:: Written problem ::
Copy the data below word for word, keeping every line the same.

[Collected data]
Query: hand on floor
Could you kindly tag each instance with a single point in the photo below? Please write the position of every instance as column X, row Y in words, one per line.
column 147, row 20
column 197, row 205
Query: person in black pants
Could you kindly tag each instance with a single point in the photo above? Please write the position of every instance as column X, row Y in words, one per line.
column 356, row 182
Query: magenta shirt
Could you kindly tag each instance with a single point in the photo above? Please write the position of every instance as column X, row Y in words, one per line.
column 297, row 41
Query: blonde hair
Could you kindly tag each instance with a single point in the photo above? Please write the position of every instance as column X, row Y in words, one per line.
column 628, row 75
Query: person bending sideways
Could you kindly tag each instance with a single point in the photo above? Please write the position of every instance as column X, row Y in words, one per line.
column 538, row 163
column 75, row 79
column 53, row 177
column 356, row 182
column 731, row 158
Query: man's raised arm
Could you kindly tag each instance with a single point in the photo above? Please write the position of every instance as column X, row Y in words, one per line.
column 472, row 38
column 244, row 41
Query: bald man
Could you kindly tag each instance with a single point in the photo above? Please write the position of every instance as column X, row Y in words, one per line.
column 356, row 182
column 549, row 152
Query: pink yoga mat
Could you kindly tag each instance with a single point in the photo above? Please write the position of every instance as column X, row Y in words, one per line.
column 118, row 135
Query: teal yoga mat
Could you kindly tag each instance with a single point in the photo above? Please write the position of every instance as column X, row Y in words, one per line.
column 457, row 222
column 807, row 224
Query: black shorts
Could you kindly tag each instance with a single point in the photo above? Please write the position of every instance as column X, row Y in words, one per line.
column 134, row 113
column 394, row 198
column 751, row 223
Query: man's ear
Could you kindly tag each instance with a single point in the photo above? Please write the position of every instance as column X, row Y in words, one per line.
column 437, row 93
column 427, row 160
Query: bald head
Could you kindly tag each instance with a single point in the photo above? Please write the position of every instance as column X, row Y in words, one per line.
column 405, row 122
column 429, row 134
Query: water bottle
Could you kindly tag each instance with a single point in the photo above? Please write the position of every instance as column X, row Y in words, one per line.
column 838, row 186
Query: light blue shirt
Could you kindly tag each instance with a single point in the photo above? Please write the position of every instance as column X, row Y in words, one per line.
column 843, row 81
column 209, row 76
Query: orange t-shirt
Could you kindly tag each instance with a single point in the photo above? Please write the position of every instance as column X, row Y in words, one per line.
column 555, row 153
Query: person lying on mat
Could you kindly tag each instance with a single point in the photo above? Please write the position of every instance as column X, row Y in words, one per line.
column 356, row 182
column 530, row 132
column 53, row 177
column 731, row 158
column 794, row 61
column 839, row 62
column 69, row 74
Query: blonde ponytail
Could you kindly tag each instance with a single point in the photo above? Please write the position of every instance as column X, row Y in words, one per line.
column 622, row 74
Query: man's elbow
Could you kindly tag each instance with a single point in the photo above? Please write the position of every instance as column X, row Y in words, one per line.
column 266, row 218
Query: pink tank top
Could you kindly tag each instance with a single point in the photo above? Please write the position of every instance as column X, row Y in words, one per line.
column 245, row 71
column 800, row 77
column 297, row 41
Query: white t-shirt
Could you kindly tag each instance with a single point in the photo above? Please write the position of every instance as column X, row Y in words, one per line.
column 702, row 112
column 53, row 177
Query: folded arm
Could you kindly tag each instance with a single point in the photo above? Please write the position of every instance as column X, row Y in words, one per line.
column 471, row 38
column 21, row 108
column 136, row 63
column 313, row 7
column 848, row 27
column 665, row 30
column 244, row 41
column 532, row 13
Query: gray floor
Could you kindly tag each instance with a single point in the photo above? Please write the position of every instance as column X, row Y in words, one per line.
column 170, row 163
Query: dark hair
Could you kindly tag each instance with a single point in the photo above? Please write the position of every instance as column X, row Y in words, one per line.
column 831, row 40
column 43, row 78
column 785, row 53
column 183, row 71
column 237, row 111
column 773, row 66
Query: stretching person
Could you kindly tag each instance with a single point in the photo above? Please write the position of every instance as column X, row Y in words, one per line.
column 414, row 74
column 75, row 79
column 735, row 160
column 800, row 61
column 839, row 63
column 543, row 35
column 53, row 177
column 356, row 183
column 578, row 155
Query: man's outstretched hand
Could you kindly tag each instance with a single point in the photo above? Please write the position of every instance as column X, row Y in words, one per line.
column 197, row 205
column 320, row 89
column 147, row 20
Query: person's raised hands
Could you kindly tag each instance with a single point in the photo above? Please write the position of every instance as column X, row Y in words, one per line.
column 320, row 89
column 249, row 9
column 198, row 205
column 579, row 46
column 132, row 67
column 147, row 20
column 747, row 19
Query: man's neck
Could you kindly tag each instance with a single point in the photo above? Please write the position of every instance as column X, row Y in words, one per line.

:: Written answer ::
Query: hand on floor
Could you kindly tag each instance with a single point in the photo below? Please write the position of every instance as column X, row Y in words, one per line.
column 147, row 20
column 197, row 205
Query: person in black pants
Could you kindly tag each instance with a single point in the photo above? Please write the position of every instance as column X, row Y in words, one per line.
column 356, row 182
Query: magenta shirt
Could you kindly tag each instance with a single point in the photo above? Please write the position of every instance as column X, row Y in words, one per line.
column 297, row 41
Query: blonde hair
Could you kindly tag each instance with a single point in the photo above? Please write the position of every instance as column X, row Y in words, one per line.
column 628, row 75
Query: person bending sideways
Could you kindly tag each instance with a single point in the photo above? Please write the position of every instance as column X, row Y in words, one per line.
column 538, row 163
column 75, row 79
column 53, row 177
column 356, row 182
column 731, row 158
Query: man's raised arm
Could you kindly tag each instance with a single point in the photo above? Please write the position of every instance as column X, row Y in words, one per line.
column 472, row 38
column 244, row 41
Query: bald man
Could you kindly tag each instance with a single point in the photo above? Please write the position of every instance as column X, row Y in words, one per line.
column 356, row 182
column 549, row 152
Query: pink yoga mat
Could you kindly tag each instance with a single point in the photo above? Please write the position of every instance as column X, row Y in words, one per line.
column 118, row 135
Query: teal yoga mat
Could you kindly tag each instance with a single point in the photo above? Please write the position of every instance as column X, row Y in words, one per line.
column 457, row 222
column 807, row 224
Query: black shorts
Could you kindly tag each instance with a single point in the photo above? Please write the position of every instance as column X, row Y in words, one per line.
column 134, row 113
column 394, row 198
column 751, row 223
Query: man's ear
Could you kindly tag each instance with a single point in the photo above? Please write the position of every instance as column X, row Y in words, one per line.
column 437, row 93
column 427, row 160
Query: bald head
Could you kindly tag each instance with a single point in the photo above? Please write the position of every instance as column X, row Y in words, one per line.
column 405, row 122
column 429, row 134
Query: water bottle
Could you kindly tag each instance with a single point in the photo above? Please write the position of every instance as column X, row Y in words, one per line.
column 838, row 186
Query: light blue shirt
Could you kindly tag each instance with a single point in the photo above? Please write the position of every instance as column X, row Y in words, one per line.
column 843, row 81
column 209, row 76
Query: orange t-shirt
Could you kindly tag each instance with a single point in the photo above? Please write the position of every instance as column X, row Y in words, one per line.
column 555, row 153
Query: person lying on mat
Could you kindly tag each instance with a single point in the photo above? Please write the position of every instance as column X, row Y in words, one per line.
column 356, row 182
column 530, row 132
column 53, row 177
column 731, row 158
column 794, row 61
column 839, row 62
column 69, row 74
Query: blonde ponytail
Could you kindly tag each instance with a single point in the photo above? Please write the position of every instance as column X, row Y in words, one per line.
column 622, row 74
Query: man's elbow
Could you kindly tag each instance with a single point in the photo above? Please write the position of every instance as column X, row Y in words, one per line.
column 266, row 218
Query: pink tank top
Could you kindly tag each instance with a single point in the photo above? Please write the position of every instance as column X, row Y in words, one per line.
column 245, row 71
column 800, row 77
column 297, row 41
Query: white t-shirt
Could you kindly tag each instance with a single point in the photo above? Please write the position of every instance as column X, row Y in words, one per line.
column 702, row 112
column 53, row 177
Query: folded arm
Could you kindly tag each instance with a single point in the photo above? Please write the position of every instance as column X, row Y in words, one per line.
column 471, row 38
column 21, row 108
column 136, row 63
column 313, row 7
column 848, row 27
column 665, row 30
column 244, row 41
column 532, row 13
Query: gray floor
Could you kindly tag each instance with a single point in the photo above? Please write the position of every instance as column X, row Y in words, one per line.
column 170, row 163
Query: dark hair
Could you kindly tag each instance with a single point in the photo above? Please write the position of every instance as column X, row Y in words, one per line.
column 831, row 40
column 43, row 78
column 785, row 53
column 183, row 71
column 237, row 111
column 773, row 66
Query: stretching person
Could you kindly tag each instance with a single point in the photo above? Please write the position of every instance as column X, row Y in words, one per line.
column 414, row 74
column 75, row 79
column 735, row 160
column 800, row 61
column 839, row 63
column 543, row 35
column 53, row 177
column 356, row 183
column 578, row 155
Query: man's outstretched hand
Could you kindly tag each instance with a single point in the photo above? Please write the position of every instance as column X, row Y in words, one per line.
column 197, row 205
column 320, row 89
column 147, row 20
Query: person's raised hands
Could you kindly tag each instance with a single point in the photo above? Please write the position of every instance as column X, row Y in words, one per line.
column 320, row 89
column 249, row 9
column 198, row 205
column 579, row 46
column 132, row 67
column 147, row 20
column 747, row 19
Query: man's neck
Could you kindly tag each instance with a single point in the photo above? Please write the position of every instance as column X, row Y in words, one per line.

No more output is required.